*** INFORMATION SUPPLIED ***
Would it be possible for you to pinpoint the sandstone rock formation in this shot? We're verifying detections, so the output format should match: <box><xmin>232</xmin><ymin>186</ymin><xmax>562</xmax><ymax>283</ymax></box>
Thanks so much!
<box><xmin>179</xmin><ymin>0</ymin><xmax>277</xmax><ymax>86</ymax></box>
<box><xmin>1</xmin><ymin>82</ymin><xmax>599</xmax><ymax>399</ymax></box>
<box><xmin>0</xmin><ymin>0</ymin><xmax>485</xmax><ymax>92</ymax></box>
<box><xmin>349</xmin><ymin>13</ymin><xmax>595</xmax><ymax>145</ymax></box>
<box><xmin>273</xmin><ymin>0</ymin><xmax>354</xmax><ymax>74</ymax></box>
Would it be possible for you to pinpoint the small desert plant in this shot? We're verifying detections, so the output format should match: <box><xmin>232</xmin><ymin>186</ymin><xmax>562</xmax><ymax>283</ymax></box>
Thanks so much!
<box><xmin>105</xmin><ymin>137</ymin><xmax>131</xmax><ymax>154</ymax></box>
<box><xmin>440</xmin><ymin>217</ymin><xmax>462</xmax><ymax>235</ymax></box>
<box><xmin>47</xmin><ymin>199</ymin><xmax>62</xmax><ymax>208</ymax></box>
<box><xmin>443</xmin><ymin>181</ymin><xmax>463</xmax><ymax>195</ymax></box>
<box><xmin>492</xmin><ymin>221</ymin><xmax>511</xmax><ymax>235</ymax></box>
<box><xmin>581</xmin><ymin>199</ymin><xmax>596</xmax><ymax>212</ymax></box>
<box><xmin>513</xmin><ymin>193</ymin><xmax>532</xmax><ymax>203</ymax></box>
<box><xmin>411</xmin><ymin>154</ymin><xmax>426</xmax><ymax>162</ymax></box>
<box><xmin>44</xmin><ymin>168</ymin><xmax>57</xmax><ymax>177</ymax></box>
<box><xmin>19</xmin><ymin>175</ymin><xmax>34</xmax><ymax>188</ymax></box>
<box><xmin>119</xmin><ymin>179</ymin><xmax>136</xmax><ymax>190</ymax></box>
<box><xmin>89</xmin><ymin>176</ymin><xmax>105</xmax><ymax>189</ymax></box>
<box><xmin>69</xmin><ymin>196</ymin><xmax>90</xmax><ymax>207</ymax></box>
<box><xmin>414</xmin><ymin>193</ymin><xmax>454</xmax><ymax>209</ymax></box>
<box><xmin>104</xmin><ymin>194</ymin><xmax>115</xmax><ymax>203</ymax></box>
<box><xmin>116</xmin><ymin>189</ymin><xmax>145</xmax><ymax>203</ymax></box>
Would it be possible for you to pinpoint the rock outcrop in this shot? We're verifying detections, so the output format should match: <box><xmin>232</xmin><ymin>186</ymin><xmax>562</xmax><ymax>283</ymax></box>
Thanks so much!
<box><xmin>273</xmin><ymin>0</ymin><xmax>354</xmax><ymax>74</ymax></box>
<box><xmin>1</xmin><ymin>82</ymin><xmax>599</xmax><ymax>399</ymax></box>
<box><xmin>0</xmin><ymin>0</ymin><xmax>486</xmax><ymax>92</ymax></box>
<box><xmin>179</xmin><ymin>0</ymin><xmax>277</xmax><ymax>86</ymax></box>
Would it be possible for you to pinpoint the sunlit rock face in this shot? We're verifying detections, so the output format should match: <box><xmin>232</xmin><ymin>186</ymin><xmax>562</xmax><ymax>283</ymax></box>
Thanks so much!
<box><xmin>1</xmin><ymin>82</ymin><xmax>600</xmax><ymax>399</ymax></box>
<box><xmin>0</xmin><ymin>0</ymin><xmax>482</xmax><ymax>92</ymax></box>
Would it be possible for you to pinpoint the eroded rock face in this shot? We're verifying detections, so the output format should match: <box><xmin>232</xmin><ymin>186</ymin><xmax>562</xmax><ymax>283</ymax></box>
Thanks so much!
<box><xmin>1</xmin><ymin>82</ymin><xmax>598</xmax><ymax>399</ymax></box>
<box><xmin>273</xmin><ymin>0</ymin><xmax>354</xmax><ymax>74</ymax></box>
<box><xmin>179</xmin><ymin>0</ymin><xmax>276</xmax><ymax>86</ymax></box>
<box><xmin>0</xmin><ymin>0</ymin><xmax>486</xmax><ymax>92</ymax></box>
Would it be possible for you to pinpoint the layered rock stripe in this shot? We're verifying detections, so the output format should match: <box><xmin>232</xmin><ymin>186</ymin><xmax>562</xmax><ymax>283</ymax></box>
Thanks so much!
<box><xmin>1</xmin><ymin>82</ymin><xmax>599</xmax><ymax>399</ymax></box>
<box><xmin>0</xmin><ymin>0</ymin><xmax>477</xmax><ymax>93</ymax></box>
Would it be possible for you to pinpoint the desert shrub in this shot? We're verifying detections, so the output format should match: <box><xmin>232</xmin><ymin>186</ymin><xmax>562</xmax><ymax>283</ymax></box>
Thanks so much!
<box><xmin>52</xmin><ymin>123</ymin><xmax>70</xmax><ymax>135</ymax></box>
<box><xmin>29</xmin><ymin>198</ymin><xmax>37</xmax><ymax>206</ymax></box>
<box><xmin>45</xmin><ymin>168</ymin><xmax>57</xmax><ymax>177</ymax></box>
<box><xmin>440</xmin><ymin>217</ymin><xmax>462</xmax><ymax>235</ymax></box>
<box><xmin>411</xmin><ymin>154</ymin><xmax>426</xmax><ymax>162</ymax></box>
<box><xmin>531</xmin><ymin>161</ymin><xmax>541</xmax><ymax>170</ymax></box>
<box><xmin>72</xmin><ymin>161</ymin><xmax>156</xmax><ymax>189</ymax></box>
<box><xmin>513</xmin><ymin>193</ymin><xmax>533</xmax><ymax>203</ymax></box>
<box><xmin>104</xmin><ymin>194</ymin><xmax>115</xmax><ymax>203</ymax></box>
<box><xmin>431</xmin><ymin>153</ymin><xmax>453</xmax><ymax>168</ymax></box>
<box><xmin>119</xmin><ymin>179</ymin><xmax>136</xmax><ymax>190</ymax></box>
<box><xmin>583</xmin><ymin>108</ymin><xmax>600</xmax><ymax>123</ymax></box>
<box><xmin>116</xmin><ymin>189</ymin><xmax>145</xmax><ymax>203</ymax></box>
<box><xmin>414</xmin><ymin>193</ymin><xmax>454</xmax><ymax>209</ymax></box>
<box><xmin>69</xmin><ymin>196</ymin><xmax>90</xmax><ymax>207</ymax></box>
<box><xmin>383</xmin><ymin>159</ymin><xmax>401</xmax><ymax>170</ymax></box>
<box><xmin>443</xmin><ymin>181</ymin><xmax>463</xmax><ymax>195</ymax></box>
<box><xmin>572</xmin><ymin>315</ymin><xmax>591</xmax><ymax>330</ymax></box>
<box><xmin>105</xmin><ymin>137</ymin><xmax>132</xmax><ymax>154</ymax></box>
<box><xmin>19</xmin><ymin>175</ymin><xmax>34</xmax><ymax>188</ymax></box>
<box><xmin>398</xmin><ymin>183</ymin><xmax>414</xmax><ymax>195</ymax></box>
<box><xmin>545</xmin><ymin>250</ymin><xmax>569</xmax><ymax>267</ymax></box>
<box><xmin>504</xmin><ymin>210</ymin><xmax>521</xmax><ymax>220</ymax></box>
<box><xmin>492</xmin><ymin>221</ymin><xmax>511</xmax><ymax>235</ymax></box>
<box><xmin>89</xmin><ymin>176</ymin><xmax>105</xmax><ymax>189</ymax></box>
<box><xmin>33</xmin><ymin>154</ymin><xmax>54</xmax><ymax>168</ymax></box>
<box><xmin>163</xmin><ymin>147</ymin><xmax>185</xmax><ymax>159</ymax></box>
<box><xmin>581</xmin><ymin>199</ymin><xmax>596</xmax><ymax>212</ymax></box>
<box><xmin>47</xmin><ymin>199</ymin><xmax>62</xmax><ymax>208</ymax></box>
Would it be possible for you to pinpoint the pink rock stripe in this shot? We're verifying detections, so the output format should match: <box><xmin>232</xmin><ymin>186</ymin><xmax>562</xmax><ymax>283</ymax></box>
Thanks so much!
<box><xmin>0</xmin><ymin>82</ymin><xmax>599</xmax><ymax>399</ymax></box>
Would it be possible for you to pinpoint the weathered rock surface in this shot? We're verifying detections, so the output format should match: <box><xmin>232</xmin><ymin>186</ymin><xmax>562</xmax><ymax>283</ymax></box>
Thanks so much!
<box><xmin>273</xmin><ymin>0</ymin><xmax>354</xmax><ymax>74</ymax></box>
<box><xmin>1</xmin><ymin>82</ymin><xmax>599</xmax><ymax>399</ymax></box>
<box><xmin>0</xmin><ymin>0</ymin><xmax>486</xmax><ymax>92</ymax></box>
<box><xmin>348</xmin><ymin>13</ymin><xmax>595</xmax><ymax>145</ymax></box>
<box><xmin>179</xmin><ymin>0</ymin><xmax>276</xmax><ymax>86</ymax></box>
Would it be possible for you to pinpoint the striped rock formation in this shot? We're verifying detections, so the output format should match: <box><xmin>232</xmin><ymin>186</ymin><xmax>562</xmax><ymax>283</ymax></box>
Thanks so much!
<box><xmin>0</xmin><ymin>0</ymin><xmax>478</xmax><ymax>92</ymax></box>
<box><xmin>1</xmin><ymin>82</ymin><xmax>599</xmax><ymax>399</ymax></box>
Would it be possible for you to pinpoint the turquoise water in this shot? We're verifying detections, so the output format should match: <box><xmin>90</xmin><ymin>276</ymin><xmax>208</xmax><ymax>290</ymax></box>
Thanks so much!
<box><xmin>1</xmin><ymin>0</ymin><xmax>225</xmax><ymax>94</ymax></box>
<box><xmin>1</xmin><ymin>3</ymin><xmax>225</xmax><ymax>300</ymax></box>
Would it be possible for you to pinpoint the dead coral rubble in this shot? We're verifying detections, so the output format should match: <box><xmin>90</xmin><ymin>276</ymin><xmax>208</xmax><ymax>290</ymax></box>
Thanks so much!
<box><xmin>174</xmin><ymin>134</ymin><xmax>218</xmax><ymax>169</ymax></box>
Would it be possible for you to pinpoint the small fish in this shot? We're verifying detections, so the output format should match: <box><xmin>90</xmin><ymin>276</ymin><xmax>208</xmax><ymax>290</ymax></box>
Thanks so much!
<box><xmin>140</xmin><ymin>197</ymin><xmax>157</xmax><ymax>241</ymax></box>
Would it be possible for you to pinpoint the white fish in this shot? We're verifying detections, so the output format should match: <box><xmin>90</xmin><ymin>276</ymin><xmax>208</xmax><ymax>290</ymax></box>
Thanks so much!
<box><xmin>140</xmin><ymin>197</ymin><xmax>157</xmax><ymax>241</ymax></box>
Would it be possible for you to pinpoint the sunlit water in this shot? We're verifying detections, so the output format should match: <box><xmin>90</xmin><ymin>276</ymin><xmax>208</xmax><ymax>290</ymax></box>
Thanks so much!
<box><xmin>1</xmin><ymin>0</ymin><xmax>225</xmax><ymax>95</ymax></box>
*** End of INFORMATION SUPPLIED ***
The lines running from the start of the data through the one that contains "Would it be possible for you to pinpoint the small desert" should be reproduced exactly, and only those.

### TASK RESPONSE
Would it be possible for you to pinpoint the sandstone rock formation in this shot? We're verifying detections, so the output format should match: <box><xmin>232</xmin><ymin>186</ymin><xmax>562</xmax><ymax>283</ymax></box>
Thanks so much!
<box><xmin>179</xmin><ymin>0</ymin><xmax>277</xmax><ymax>86</ymax></box>
<box><xmin>1</xmin><ymin>82</ymin><xmax>599</xmax><ymax>399</ymax></box>
<box><xmin>0</xmin><ymin>0</ymin><xmax>485</xmax><ymax>92</ymax></box>
<box><xmin>349</xmin><ymin>13</ymin><xmax>595</xmax><ymax>145</ymax></box>
<box><xmin>273</xmin><ymin>0</ymin><xmax>354</xmax><ymax>74</ymax></box>
Would it be possible for you to pinpoint the small desert plant in this shot? We're verifying detections, so the output format should match: <box><xmin>232</xmin><ymin>186</ymin><xmax>562</xmax><ymax>283</ymax></box>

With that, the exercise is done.